What is asked
Make an exact copy of the entries below.

[Position identification records]

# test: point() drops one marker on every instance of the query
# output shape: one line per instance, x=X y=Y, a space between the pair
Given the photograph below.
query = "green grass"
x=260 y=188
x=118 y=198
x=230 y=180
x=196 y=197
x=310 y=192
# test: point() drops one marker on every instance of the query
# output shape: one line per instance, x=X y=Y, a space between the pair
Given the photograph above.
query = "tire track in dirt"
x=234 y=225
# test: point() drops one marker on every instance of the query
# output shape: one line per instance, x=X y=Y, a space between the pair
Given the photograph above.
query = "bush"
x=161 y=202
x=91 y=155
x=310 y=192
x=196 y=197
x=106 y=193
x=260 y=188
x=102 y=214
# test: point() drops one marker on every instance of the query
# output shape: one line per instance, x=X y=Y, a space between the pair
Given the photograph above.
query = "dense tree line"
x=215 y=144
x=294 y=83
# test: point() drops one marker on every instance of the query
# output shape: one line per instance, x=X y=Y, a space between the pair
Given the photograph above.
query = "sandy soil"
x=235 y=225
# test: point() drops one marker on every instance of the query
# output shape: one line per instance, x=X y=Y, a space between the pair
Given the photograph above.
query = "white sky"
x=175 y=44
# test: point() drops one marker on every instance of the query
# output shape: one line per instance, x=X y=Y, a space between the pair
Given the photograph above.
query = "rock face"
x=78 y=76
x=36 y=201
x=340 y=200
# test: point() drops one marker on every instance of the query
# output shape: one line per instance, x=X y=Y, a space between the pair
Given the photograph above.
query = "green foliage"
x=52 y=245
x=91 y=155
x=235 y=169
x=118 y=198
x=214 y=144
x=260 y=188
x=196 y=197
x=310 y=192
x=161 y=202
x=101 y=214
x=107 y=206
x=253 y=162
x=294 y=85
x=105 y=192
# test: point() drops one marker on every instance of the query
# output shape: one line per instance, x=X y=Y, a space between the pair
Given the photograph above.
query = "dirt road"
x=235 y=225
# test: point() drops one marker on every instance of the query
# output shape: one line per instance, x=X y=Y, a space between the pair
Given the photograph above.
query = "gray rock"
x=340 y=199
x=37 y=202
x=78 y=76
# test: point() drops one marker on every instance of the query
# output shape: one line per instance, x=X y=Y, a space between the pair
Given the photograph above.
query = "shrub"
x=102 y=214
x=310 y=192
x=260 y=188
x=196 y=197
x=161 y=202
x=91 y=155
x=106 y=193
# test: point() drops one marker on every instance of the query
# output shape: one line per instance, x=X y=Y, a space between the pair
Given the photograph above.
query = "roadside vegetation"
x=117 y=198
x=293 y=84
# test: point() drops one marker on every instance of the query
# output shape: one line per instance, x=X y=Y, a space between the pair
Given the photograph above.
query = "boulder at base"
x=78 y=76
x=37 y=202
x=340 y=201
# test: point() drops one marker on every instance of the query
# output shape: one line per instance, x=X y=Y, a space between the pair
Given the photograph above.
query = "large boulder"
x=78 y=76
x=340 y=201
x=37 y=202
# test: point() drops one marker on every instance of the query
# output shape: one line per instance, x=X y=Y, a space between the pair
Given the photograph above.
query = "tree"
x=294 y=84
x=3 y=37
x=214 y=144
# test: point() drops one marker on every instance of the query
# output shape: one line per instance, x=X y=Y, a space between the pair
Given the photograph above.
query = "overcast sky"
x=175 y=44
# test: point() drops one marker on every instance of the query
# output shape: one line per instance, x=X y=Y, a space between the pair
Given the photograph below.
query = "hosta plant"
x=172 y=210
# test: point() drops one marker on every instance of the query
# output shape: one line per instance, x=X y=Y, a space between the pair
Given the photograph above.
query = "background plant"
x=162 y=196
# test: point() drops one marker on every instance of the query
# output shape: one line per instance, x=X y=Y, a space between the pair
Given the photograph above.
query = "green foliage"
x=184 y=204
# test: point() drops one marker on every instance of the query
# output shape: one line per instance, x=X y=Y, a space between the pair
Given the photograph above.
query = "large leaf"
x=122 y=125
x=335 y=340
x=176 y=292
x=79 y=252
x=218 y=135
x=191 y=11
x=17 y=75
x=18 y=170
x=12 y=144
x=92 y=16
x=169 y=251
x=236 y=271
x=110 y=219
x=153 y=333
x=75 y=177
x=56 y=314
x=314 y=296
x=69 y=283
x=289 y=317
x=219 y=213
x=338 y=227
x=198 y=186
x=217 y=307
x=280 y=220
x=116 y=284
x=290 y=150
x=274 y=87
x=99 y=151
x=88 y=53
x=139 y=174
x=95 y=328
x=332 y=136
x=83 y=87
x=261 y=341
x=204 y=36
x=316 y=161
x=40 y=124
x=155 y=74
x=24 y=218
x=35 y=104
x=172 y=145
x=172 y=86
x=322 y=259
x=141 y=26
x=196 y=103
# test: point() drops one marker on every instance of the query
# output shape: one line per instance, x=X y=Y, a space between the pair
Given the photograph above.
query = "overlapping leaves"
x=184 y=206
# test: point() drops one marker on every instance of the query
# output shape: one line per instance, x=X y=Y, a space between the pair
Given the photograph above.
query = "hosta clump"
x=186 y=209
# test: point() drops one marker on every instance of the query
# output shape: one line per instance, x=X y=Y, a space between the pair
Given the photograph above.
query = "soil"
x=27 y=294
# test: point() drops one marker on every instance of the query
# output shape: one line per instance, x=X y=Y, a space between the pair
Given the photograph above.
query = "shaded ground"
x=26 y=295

Output of the exercise
# test: point() drops one marker on every instance of the query
# output shape: one line per instance, x=X y=Y, a space between the pair
Given the photograph below.
query = "green grass"
x=260 y=188
x=118 y=198
x=230 y=180
x=196 y=197
x=310 y=192
# test: point() drops one marker on every instance of the query
# output shape: one line per instance, x=X y=Y, a space between the pair
Given the photograph above.
query = "tire track in dirt"
x=234 y=225
# test: point() drops one marker on every instance of the query
# output shape: one line per instance, x=X y=Y, a space between the pair
Given the photograph above.
query = "bush"
x=161 y=202
x=91 y=155
x=310 y=192
x=196 y=197
x=106 y=193
x=260 y=188
x=102 y=214
# test: point() drops one marker on every instance of the query
# output shape: one line per instance, x=X y=Y, a space between the pair
Given the photograph above.
query = "dense tree line"
x=215 y=144
x=294 y=83
# test: point() drops one marker on every instance of the query
# output shape: one line per instance, x=X y=Y, a space between the pair
Given the photograph above.
query = "sandy soil"
x=235 y=225
# test: point() drops one marker on every instance of the query
# output shape: one line per instance, x=X y=Y, a space between the pair
Given the photograph above.
query = "white sky"
x=175 y=44
# test: point() drops one marker on every instance of the query
# output shape: one line per instance, x=X y=Y, a space between the pair
Given the photograph above.
query = "rock face"
x=78 y=76
x=36 y=201
x=340 y=200
# test: point() drops one marker on every instance of the query
# output shape: one line per instance, x=X y=Y, a space between the pair
Given the photograph above.
query = "green foliage"
x=52 y=245
x=91 y=155
x=235 y=169
x=118 y=198
x=214 y=144
x=260 y=188
x=196 y=197
x=310 y=192
x=161 y=202
x=101 y=214
x=107 y=206
x=253 y=162
x=294 y=85
x=105 y=192
# test: point() drops one marker on every instance of the query
# output shape: one line per instance, x=X y=Y, a space between the pair
Given the photograph above.
query = "dirt road"
x=235 y=225
# test: point() drops one marker on every instance of the query
# output shape: one line per instance, x=X y=Y, a space between the pair
Given the photograph above.
query = "gray rock"
x=340 y=199
x=37 y=202
x=78 y=76
# test: point() drops one marker on every instance of the query
# output shape: one line per instance, x=X y=Y, a space between the pair
Given the photograph above.
query = "shrub"
x=102 y=214
x=310 y=192
x=260 y=188
x=196 y=197
x=161 y=202
x=91 y=155
x=106 y=193
# test: point() drops one marker on every instance of the query
# output shape: one line per instance, x=X y=Y, a space between the pair
Given the photograph above.
query = "roadside vegetation"
x=117 y=198
x=293 y=84
# test: point() drops one marker on every instance of the query
# output shape: one line per instance, x=X y=Y, a space between the pair
Given the photograph above.
query = "boulder at base"
x=78 y=76
x=37 y=202
x=340 y=201
# test: point() drops one marker on every instance of the query
# output shape: one line per instance, x=X y=Y, a space between the pair
Given the photograph above.
query = "large boulder"
x=78 y=76
x=340 y=201
x=37 y=202
# test: point() drops one marker on every instance of the query
# output shape: one line per instance, x=X y=Y, a space between the pair
Given the photograph above.
query = "tree"
x=294 y=84
x=3 y=37
x=214 y=144
# test: point() drops one marker on every instance of the query
# output shape: one line per instance, x=X y=Y, a space between the pair
Given the photograph above.
query = "overcast sky"
x=175 y=44
# test: point() drops one marker on every instance of the query
# output shape: one line per instance, x=X y=Y, a space between the pair
Given the photograph below.
query = "hosta plant"
x=172 y=210
# test: point() drops one marker on every instance of the query
# output shape: one line per instance, x=X y=Y, a space between the pair
Given the photograph above.
query = "background plant"
x=162 y=196
# test: point() drops one marker on every instance of the query
# output shape: one line per instance, x=X y=Y, a space between the pair
Given the photograph above.
query = "green foliage"
x=184 y=204
# test: point() drops one marker on every instance of the query
# output shape: one line per instance, x=X y=Y, a space between the pair
Given the photograph above.
query = "large leaf"
x=122 y=125
x=335 y=340
x=176 y=292
x=79 y=252
x=218 y=135
x=191 y=11
x=17 y=75
x=18 y=170
x=12 y=144
x=92 y=16
x=169 y=251
x=236 y=271
x=110 y=219
x=153 y=333
x=75 y=177
x=56 y=314
x=314 y=296
x=69 y=283
x=289 y=317
x=219 y=213
x=338 y=227
x=198 y=186
x=217 y=307
x=280 y=220
x=116 y=284
x=290 y=150
x=274 y=87
x=99 y=151
x=88 y=53
x=139 y=174
x=95 y=328
x=332 y=136
x=83 y=87
x=261 y=341
x=204 y=36
x=316 y=161
x=40 y=124
x=155 y=74
x=24 y=218
x=35 y=104
x=172 y=145
x=172 y=86
x=322 y=259
x=141 y=26
x=196 y=103
# test: point() drops one marker on every instance of the query
# output shape: one line per instance, x=X y=Y, a space between the pair
Given the photograph above.
query = "overlapping leaves"
x=184 y=206
# test: point() drops one marker on every instance of the query
# output shape: one line per instance, x=X y=Y, a space between the pair
Given the photograph above.
query = "hosta clump"
x=186 y=209
# test: point() drops one marker on every instance of the query
# output shape: one line per instance, x=X y=Y, a space between the pair
Given the photograph above.
query = "soil"
x=27 y=294
# test: point() drops one marker on every instance of the query
# output shape: one line per instance, x=X y=Y, a space between the pair
Given the photograph above.
query = "shaded ground"
x=26 y=295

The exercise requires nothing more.